◆ **EXCERPT**
☆ ☆ ☆ ☆

Use of shell scripts

Generally speaking, the use of shell scripts as external hooks is evil:

  • Shell scripts tend to be poorly audited
  • With poor clarity as for what went wrong
  • Killing them has operational difficulty (detect the shell script, find possible children, detached children)
  • The approach of “if you want something else, just write a shell script for it” is nice for some things, but as the problem turns complex, you turn out to just write big parts of the solution in shell. This decouples your code to unwanted degree.

At this time, orchestrator also uses external hooks. However:

  • Fixing the topology happens within orchestrator, not by external scripts. There is an elaborate, auditable, visible decision making.
    • Decision making includes data center considerations, different configuration of servers involved, servers hinted as candidates, servers configured to be ignored, servers known to be downtimed.
  • Leaving the external scripts with the task of managing DNS changes or what have you.
    • Today, at Booking.com, we have a special operational tool (called the dba tool) which does that, manages rosters, issues puppet etc. This tool is itself well audited. Granted, there is still decoupling, but information does not just get lost.
    • Sometime in the future I suspect I will extend orchestrator-agent to participate in failovers, which means the entire flow is within orchestrator’s scope.

High availability

All the above is only available via a single MaxScale server. What happens if it dies?

There is a MaxScale/pacemaker setup I’m aware of. If one MaxScale dies, pacemaker takes charge and starts another on another box.

  • But this means real downtime
  • There are no multiple-MaxScale servers to load-balance on
  • The MaxScale started by pacemaker is newly born, and does not have the big picture of the topology. It needs to go through a “peaceful time” to understand what’s going on.

More High Availability

At a time where MaxScale will be able to load-balance and run on multiple nodes, MariaDB will have to further tackle:

  • Leader election
  • Avoiding concurrent initiation of failovers
    • Either via group communication
    • Or via shared datastore
  • Taking off from a failed/crashed MaxScale server’s work
    • Or rolling it back
    • Or just cleaning it up
  • And generally share all those little pieces of information, such as “Hey, now this server is the master” (are all MaxScales in complete agreement on the topology?) or “I have failed over this topology, we should avoid failing it over again for the next 10 minutes” and more.

The above are supported by orchestrator. It provides leader election, automated leader promotion, fair recognition of various failure scenarios, picking up a failed recovery from a failed orchestrator. Data is shared by a backend MySQL datastore, and before you shout SPOF, make it Galera/NDB.

Further little things that can ruin your day

How about having a delayed replica?

Here’s an operational use case we had to tackle.

  • You have a slave configured to lag by 24 hours. You know the drill: hackers / accidental DROP TABLE
  • How much time will an automated tool spend on reconnecting this slave to the topology?

☆ ☆ ☆ ☆

◆ **EXTRACTED DATA**
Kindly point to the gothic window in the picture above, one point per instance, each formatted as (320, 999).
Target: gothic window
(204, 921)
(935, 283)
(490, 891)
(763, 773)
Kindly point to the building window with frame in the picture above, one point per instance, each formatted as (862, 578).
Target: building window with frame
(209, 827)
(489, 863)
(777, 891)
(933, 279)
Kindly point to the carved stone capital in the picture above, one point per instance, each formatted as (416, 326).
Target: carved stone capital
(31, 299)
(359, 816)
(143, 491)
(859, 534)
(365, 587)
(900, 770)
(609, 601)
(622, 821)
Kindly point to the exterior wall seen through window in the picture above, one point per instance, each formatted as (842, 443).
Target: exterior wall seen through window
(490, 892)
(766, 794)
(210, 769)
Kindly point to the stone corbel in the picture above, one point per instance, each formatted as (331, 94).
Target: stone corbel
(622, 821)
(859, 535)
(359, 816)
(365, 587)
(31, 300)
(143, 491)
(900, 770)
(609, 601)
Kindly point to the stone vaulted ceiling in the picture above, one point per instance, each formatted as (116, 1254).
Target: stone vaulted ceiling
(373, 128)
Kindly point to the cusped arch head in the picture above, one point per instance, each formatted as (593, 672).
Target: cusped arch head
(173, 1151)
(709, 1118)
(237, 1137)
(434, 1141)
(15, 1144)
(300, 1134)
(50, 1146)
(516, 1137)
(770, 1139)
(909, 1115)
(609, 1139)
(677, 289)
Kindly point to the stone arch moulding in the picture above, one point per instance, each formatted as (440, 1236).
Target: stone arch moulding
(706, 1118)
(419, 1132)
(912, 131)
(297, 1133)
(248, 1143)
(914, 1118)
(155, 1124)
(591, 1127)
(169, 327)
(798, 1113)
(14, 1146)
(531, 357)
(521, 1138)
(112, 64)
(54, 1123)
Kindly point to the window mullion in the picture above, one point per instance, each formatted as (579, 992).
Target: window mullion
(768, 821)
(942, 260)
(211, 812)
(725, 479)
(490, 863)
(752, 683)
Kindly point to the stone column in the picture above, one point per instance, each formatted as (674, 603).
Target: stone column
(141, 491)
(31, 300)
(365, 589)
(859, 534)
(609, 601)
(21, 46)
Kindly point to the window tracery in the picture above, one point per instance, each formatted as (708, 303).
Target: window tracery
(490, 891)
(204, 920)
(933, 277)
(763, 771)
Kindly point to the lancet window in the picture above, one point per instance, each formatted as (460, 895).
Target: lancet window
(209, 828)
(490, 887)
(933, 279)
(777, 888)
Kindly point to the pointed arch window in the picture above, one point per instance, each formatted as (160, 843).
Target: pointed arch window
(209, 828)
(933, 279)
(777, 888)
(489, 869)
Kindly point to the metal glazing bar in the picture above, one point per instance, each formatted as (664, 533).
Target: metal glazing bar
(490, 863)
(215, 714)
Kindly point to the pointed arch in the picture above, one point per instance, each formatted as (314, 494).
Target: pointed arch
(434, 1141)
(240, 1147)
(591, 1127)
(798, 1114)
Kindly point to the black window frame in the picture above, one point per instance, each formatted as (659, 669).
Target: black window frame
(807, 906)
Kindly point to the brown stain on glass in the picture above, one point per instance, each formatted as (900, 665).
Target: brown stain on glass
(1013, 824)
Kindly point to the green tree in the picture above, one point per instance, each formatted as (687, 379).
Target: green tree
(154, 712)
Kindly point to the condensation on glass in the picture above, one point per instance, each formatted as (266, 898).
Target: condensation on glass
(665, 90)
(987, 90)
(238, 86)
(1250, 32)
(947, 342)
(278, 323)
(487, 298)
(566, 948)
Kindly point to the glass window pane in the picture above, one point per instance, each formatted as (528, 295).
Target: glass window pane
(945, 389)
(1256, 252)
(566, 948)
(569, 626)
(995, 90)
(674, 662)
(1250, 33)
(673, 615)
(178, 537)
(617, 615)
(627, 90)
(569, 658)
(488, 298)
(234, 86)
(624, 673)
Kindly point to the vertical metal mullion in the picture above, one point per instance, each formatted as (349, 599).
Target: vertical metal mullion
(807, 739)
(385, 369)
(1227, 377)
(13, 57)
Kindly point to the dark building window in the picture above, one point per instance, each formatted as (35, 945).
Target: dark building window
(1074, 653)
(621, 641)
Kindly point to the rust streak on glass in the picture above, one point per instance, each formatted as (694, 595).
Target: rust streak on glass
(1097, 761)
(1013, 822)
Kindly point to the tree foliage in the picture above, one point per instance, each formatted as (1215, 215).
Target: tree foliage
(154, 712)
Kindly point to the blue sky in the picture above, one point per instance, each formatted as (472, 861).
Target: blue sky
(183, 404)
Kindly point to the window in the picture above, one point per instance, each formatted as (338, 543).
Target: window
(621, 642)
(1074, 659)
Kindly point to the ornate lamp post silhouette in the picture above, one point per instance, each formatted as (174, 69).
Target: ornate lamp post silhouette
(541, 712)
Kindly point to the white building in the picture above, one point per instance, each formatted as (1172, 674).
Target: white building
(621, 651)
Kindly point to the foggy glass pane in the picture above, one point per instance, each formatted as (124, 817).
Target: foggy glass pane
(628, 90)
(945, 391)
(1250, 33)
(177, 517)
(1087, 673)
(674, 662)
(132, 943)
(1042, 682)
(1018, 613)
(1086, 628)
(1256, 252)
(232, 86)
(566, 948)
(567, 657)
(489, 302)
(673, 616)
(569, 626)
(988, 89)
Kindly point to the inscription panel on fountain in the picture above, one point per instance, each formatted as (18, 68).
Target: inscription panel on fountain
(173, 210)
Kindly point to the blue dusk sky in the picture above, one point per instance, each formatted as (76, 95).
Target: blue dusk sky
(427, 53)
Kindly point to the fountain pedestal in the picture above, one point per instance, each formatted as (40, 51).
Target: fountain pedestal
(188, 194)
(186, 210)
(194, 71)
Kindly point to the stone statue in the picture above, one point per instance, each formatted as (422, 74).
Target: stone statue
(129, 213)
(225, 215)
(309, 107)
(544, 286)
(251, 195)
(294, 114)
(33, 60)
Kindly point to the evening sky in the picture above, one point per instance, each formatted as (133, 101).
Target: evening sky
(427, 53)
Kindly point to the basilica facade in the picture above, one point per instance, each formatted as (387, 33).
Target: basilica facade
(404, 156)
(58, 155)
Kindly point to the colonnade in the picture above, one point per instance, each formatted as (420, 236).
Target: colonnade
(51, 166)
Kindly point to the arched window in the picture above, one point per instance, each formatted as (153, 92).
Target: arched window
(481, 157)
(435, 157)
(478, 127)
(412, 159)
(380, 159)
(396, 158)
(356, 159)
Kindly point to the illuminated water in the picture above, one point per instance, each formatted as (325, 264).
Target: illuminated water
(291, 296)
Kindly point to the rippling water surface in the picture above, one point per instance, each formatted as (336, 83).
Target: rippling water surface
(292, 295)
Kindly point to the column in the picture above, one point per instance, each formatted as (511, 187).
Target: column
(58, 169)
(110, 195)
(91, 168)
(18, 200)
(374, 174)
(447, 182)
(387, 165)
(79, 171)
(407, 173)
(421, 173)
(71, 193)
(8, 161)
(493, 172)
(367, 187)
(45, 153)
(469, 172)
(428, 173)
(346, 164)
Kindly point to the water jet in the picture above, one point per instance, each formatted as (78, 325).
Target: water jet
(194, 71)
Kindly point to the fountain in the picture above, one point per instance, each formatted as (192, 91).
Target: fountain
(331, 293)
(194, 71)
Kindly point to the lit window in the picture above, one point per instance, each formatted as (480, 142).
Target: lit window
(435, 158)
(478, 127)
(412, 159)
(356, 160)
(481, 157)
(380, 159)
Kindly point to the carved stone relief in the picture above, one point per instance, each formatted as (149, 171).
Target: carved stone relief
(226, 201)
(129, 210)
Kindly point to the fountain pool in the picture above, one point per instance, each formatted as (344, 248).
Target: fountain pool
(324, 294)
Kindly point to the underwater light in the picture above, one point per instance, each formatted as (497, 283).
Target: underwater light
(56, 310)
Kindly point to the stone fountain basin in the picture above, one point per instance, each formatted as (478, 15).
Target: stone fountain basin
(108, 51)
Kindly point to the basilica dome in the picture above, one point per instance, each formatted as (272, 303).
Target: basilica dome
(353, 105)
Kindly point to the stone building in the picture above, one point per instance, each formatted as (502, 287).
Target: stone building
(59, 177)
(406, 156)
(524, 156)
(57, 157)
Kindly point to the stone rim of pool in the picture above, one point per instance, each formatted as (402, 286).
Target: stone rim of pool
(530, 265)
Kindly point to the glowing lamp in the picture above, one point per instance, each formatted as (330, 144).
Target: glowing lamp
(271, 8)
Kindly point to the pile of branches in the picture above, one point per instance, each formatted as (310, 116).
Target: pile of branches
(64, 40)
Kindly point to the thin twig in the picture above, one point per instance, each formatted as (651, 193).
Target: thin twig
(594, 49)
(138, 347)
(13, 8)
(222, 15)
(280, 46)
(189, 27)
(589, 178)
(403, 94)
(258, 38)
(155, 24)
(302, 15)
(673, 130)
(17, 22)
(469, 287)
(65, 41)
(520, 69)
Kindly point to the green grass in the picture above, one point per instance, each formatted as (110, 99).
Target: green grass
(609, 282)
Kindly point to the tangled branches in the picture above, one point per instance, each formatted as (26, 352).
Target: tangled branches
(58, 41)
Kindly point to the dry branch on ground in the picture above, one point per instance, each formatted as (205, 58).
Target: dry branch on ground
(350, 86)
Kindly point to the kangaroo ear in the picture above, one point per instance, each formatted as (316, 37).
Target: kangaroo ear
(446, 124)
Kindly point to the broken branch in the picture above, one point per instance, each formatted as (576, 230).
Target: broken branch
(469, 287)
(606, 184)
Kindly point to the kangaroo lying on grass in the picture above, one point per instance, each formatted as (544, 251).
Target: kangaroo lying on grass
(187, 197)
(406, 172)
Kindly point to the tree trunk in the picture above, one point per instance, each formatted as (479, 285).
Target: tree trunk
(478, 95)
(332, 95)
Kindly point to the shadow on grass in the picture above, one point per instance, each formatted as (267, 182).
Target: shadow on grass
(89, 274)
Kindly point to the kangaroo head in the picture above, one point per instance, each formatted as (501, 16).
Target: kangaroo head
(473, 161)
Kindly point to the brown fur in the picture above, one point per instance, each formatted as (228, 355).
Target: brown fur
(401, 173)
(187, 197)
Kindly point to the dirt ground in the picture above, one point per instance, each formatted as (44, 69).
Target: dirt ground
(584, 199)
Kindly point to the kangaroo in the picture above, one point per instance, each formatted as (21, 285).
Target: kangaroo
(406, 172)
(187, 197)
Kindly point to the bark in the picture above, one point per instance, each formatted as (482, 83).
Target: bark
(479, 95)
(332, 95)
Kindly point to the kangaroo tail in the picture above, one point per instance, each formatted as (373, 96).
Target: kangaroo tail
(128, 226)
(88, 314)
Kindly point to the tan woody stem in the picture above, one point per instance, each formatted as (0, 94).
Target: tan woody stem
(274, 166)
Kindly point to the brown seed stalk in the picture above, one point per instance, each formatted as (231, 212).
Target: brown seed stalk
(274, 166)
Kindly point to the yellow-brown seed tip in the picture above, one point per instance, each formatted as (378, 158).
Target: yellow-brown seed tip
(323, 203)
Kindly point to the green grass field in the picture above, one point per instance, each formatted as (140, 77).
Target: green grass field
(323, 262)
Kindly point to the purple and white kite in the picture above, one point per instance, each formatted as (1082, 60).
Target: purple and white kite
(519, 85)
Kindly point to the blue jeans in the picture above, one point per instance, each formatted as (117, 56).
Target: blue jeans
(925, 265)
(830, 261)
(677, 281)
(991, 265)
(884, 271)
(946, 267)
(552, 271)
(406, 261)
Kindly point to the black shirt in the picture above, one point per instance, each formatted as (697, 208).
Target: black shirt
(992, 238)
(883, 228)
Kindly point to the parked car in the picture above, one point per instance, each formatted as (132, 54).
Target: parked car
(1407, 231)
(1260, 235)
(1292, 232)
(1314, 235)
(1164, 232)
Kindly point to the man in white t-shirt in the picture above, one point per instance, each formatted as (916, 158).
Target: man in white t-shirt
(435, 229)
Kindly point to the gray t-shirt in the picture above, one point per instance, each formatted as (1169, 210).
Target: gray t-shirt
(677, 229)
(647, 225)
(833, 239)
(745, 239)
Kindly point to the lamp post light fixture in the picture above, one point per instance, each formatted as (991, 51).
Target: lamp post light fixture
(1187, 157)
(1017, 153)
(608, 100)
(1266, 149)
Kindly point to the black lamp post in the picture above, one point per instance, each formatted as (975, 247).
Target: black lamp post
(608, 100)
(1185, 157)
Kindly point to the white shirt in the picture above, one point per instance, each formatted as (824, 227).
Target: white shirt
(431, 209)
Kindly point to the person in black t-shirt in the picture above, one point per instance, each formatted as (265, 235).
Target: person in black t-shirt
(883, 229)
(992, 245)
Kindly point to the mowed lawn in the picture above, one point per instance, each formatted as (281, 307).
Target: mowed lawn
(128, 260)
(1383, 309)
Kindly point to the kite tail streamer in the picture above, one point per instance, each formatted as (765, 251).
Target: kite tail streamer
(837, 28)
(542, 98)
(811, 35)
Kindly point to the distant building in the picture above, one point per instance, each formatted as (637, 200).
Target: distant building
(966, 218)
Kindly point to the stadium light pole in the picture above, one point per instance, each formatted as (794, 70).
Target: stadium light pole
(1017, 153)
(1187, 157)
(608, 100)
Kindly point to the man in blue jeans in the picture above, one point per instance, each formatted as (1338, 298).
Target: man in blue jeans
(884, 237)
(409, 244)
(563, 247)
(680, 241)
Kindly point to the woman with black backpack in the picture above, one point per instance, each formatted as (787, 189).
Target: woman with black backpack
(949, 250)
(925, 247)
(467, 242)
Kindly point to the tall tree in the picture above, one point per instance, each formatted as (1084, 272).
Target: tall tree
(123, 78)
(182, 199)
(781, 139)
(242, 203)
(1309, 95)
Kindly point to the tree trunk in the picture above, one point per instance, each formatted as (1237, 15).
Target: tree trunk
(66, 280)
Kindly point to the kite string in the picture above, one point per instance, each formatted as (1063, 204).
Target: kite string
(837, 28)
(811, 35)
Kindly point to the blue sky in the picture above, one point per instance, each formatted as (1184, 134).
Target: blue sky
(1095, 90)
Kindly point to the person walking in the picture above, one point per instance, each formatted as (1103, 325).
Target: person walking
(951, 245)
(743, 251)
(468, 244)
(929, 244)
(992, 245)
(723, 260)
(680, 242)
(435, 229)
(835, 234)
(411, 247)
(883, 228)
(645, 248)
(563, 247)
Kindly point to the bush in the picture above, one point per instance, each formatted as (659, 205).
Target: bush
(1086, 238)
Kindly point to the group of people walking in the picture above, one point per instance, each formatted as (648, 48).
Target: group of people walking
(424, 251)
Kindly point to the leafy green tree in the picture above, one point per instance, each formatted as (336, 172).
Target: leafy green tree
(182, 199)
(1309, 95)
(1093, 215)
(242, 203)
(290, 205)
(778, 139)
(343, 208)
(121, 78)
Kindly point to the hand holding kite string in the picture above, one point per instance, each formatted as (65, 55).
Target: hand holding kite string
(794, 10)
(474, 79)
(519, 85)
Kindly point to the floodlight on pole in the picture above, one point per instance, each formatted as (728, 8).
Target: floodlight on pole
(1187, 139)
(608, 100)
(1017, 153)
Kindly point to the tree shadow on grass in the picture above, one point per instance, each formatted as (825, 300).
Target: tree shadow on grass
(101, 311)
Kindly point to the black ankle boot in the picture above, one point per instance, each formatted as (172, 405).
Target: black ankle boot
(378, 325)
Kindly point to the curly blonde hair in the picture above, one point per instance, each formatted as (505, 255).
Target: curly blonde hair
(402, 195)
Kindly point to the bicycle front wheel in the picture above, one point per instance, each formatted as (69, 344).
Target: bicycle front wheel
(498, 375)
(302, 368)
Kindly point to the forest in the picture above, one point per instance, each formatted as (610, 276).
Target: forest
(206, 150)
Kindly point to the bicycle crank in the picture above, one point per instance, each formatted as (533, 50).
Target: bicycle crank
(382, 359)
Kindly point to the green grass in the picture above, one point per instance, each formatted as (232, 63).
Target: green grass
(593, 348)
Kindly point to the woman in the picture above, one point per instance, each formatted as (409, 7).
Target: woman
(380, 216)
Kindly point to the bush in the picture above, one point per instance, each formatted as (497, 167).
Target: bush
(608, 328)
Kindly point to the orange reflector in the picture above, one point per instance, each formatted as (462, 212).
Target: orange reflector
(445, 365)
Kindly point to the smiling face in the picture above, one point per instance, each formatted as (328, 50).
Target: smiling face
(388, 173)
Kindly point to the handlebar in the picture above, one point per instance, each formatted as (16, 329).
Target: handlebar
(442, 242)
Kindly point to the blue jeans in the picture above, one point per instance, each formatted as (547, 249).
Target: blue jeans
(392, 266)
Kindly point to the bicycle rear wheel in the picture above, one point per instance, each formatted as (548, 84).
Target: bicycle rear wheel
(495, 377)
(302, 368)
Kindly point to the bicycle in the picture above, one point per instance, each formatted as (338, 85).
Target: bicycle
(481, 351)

☆ ☆ ☆ ☆

◆ **GIVEN PROBLEM 1**
List every consideration that orchestrator's decision making includes, according to the excerpt.
◆ **GIVEN PROBLEM 2**
Answer these from the excerpt:
(a) What is the special operational tool at Booking.com called?
(b) In the MaxScale/pacemaker setup, what does pacemaker do if one MaxScale dies?
(c) By how many hours is the delayed slave configured to lag?
The material comes from a different source than the excerpt.

◆ **TASK ANSWER 1**
- Data center considerations
- Different configuration of servers involved
- Servers hinted as candidates
- Servers configured to be ignored
- Servers known to be downtimed

◆ **TASK ANSWER 2**
(a) The dba tool.
(b) It takes charge and starts another MaxScale on another box.
(c) 24 hours.